La dimensión estetizante del animal
Por otra parte, lo instintivo no se reduce a una acción propia de una lógica biológica individual sino incluye una comunidad, una manada, un nido, que transmite de modo imitativo este accionar. Empleando el concepto de “paradigma ético-estético”, acuñado por Félix Guattari, Massumi plantea la concepción del instinto no como mero reflejo, sino por el contrario, nos da herramientas para mostrar la dimensión estetizante de cada acción animal.
Como dice Massumi: “Pensar lo humano es pensar lo animal, y pensar lo animal es pensar el instinto. ¿Por qué, entonces, la vergüenza generalizada ante el término”. La única explicación posible será cierto secretismo que desconoce la dimensión “simpática” del mismo.
Es importante marcar que, según Massumi, los animales, al carecer de una ética normativa, es decir, de una conciencia del deber expresada en un mandato o imperativo categórico, no distinguen entre lo “serio” y lo “frívolo”, o bien entre el gasto lúdico y enérgico y la acción utilitaria y rentable.
De este modo, asistimos a un paradigma ético-estético no normativo que es ciertamente divergente con la forma de pensar la moral en el campo humano. La política animal es, de esta manera, una política de los afectos y de la expresión, así como de la relación.
Para explicar la especificidad política de los animales será necesario para Massumi recurrir a la noción de “micropolítica” de Gilles Deleuze y Félix Guattari en tanto que lo micropolítico será la zona de la intensidad afectiva, cualitativa, de la vitalidad y de los movimientos permanentes de desterritorialización y descodificación.

> [Preguntas de comprensión]
1) ¿Cómo se traduce al inglés esta oración del extracto sobre la dimensión estetizante del animal: «La política animal es, de esta manera, una política de los afectos y de la expresión, así como de la relación.»?
2) ¿Concuerdan con el extracto sobre la dimensión estetizante del animal estas afirmaciones? Responde sí o no a cada una y cita las palabras del extracto que lo deciden. (a) Según Massumi, los animales distinguen entre lo serio y lo frívolo. (b) El concepto de «paradigma ético-estético» lo acuñó Félix Guattari. (c) Lo instintivo se reduce a una acción propia de una lógica biológica individual.
3) Prosigue el extracto sobre la dimensión estetizante del animal a partir de su última oración.
Las filas no intervienen en nada de esto.

> [Datos sin procesar]

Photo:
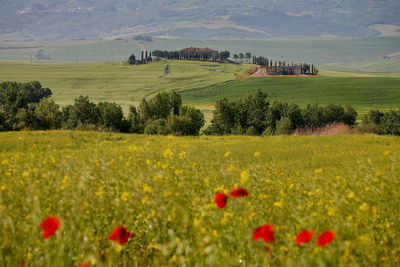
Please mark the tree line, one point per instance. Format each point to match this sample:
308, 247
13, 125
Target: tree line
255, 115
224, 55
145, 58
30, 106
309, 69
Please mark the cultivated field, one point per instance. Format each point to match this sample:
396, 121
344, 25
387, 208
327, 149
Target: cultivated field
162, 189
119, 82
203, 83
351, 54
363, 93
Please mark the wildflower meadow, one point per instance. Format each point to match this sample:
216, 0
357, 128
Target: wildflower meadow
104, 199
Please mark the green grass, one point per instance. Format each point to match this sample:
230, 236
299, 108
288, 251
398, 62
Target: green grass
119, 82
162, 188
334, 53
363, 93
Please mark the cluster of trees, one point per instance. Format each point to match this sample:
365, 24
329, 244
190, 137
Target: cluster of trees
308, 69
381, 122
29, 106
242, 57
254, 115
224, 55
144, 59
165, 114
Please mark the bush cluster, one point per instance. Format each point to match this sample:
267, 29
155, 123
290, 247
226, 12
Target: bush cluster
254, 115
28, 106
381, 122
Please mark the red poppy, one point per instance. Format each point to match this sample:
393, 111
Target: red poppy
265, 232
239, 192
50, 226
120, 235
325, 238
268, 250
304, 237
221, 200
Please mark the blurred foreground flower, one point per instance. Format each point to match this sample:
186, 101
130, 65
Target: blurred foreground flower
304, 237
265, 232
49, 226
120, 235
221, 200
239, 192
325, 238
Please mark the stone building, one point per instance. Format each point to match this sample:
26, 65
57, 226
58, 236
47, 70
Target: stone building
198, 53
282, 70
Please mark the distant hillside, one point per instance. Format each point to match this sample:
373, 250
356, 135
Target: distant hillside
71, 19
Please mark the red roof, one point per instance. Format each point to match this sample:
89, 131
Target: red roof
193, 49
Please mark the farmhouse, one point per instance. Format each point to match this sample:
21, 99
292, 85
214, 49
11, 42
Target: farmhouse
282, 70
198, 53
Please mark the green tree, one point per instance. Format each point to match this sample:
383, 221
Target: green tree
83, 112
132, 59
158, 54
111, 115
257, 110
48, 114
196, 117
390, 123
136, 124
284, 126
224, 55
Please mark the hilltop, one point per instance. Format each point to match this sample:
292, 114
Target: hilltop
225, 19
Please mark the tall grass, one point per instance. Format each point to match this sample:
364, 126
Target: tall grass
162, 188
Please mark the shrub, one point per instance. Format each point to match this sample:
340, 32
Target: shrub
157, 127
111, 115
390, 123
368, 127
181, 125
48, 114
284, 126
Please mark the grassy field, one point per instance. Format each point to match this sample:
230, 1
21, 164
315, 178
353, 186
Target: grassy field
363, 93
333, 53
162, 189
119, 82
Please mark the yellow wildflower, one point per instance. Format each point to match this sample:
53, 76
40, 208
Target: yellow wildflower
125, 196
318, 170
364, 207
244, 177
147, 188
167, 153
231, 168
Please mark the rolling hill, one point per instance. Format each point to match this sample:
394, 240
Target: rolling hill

> [Resultados]
1) Animal politics is, in this way, a politics of affects and of expression, as well as of relation.

2)
(a) No: «no distinguen entre lo “serio” y lo “frívolo”».
(b) Sí: «acuñado por Félix Guattari».
(c) No: «lo instintivo no se reduce a una acción propia de una lógica biológica individual».

3)
La influencia de la filosofía de Deleuze y Guattari en el pensamiento de Massumi es significativa (el autor canadiense es especialista en la obra de la dupla filosófica francesa y tradujo Mil mesetas al inglés), al servirse de la categoría de éstos de “devenir-animal” como clave explicativa de una política de los animales.
Comenzar siempre por el “medio”
Este devenir-animal implica un comenzar siempre por el “medio”, no por el principio o el final; en otros términos, dar cuenta de un continuum propio del animal donde el instinto (el afectar y ser afectado), tal como lo definimos, es el eje ético-estético. Ejemplos del devenir-animal de Deleuze y Guattari en la literatura son rastreados por parte de Massumi, tal como el caso del devenir-cucaracha y del pueblo de ratones en Kafka o la ballena blanca en Melville.
La construcción de una política animal se torna necesaria para Massumi sobre todo porque redefine también la política humana. En este aspecto, la distinción que hace Giorgio Agamben entre zoé y bíos, por un lado, una vida puramente biológica, animal y, por el otro, una vida “cualificada” y social, específica del hombre, es la matriz que permite definir al poder soberano en el cual la presencia de una vida reducida a la pura “biología” se torna una condición necesaria para luego masacrarla.
Este marco del poder soberano es una forma de sociopatía de acuerdo a Massumi ya que funda una estructura política en la exclusión y el exterminio (de otros humanos “inferiores”, “improductivos” o de animales) mediante el establecimiento de un límite vidas “mejores” o “peores”.
La lección de la política animal a la política humana será precisamente que toda forma de Estado (no solo el fascista) estructura un régimen sociopatológico asentado en la diferencia del otro y su borradura.
Lo que nos enseñan los animales sobre política de Brian Massumi es un aporte significativo para pensar en una política humana vitalista y de los afectos, transindividual y no centrada en el sujeto sino en subjetivaciones diversas que cohabiten con otras especies.
Lo que nos enseñan los animales sobre política, de Brian Massumi (Cactus).